**What to do:**
(1) Write out the part of the passage on the history of slurs that begins at the words "The point is, no" and stops after the words "is the cruelty.", copying it exactly.
(2) Answer these questions from the passage on the history of slurs:
(a) What French meaning did "imbecile" originally have?
(b) For how many years was "moron" in polite medical use?
(c) What does the initialism "CUI" stand for in the federal government?
(3) Extend the passage on the history of slurs, picking up right after its final sentence.

**Text passage:**
###

Like many other cruel slurs for people with mental disabilities, the word “retarded” itself began as a kind word—kinder, that is, than the other words at the time. Think of even worse words: idiot, imbecile, cretin. These, too, began as kind, enlightened, medical words, meant to replace whatever previous word people had hurled with contempt at those different than them.
“Cretin” comes from French, a corruption of “Christian,” “used to mean ‘human being’, apparently as a reminder that, though deformed, cretins were human and not beasts.”
Idiot: actually, in researching this one I discovered that it’s basically always been rude. Win some, lose some.
“Moron” was a term coined by doctors to denote “the highest class of feeble-minded persons,” and it had a life span of exactly 12 years of polite medical use in the early 20th century before it became an insult.
“Imbecile” was simply the French for “feeble,” but took on an insulting meaning once it was applied to those with mental disabilities.
Finally, “retarded” is simply the past-participle of “retard,” meaning “to slow.” Anything can be retarded: progress, a car’s speed, the growth of my sourdough starter when I put it in the fridge. But around 1895, doctors began to use that word to denote (in polite, clinical terms) when children were developing more slowly than their peers, and the rest is history.
The point is, no matter what words we choose in the hopes that people will stop hurling contempt, people hurl contempt anyway. They do so as easily with a new word as they did with the old word. Thus these kind words become unkind, and we need new words to replace them.
Just like the problem with “happy hour” is alcohol, the problem with “retarded” is not and has never been the word. The problem is the despicable human desire to prop ourselves up by scorning those who are different and whom we perceive as weak. We will never find a magic euphemism for mental disabilities that stops people from being cruel. The problem is the cruelty.
A final, far less emotional example: “CUI.” I’m certain that you will all recognize this as an alternative spelling of the Quechua word for “guinea pig meat.” But if you are in the federal government, you may also recognize it as the initialism for “Controlled Unclassified Information,” a whole messy category of information that is not formally classified, but which the government would like to control anyway.

###

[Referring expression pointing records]
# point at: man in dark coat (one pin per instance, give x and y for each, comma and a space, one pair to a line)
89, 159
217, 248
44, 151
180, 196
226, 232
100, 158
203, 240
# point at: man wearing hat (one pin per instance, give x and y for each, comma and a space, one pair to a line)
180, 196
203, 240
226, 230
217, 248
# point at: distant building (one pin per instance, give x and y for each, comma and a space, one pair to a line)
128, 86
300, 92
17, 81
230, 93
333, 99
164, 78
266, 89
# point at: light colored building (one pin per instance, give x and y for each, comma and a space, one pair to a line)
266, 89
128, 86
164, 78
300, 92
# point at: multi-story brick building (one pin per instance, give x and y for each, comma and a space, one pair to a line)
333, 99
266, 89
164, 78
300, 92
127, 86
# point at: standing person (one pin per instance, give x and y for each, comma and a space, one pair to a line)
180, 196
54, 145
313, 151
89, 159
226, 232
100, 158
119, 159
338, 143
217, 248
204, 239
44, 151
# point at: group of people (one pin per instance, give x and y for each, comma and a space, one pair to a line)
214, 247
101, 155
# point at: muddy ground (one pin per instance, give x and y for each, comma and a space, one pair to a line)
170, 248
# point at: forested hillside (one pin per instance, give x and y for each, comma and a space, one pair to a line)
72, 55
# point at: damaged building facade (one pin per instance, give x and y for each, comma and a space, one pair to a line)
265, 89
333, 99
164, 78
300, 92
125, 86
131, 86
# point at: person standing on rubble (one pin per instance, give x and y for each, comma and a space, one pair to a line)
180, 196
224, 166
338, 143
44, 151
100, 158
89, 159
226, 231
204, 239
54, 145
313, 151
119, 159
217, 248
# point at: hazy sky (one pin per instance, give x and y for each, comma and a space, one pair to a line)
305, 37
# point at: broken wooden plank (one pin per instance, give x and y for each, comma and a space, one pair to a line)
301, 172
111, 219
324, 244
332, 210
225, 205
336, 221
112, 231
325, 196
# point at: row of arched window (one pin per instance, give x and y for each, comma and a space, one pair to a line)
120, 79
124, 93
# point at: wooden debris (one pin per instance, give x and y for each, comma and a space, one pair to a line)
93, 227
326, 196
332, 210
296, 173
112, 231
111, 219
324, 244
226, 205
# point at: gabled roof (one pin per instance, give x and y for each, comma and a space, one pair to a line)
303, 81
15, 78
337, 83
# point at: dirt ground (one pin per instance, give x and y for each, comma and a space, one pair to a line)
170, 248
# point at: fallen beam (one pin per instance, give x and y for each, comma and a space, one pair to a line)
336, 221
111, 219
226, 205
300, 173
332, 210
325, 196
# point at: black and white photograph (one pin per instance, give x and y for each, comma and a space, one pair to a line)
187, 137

###

**Answers for this exercise:**
(1)
The point is, no matter what words we choose in the hopes that people will stop hurling contempt, people hurl contempt anyway. They do so as easily with a new word as they did with the old word. Thus these kind words become unkind, and we need new words to replace them.
Just like the problem with “happy hour” is alcohol, the problem with “retarded” is not and has never been the word. The problem is the despicable human desire to prop ourselves up by scorning those who are different and whom we perceive as weak. We will never find a magic euphemism for mental disabilities that stops people from being cruel. The problem is the cruelty.

(2)
(a) Feeble
(b) Exactly 12 years
(c) Controlled Unclassified Information

(3)
Now, this bothers me for several reasons, but the main one is the linguistic torture. Consider the word “classified.” Its literal meaning is “put into a class.” Indeed, the whole idea of “classified” information is a euphemism. It was a way of saying “this information has been marked for special treatment for security reasons” in a lot fewer words, and in a sort of cloak-and-dagger evasive way.
But the word “classified” itself has very little meaning. It begs the question: classified as what? We all know the answer, of course, because over the decades, the word “classified” has taken on content: it has absorbed all the security/secrecy meaning that the simple word intentionally avoided in the first place.
Then, due to another kind of drift (secrecy drift, perhaps a subject for another time) we find that the classification process is messy, somehow both too easy and too hard, and it’s an undesirable tool to manage our needs. We want to control information without “classifying” it. Here’s the irony: we create a whole new class—CUI—to classify things into to make sure they aren’t classified. “Controlled Unclassified Information,” as a category, is linguistically like saying “a class of information that is not in a class.” It’s meaningless.
But that’s euphemism drift, baby.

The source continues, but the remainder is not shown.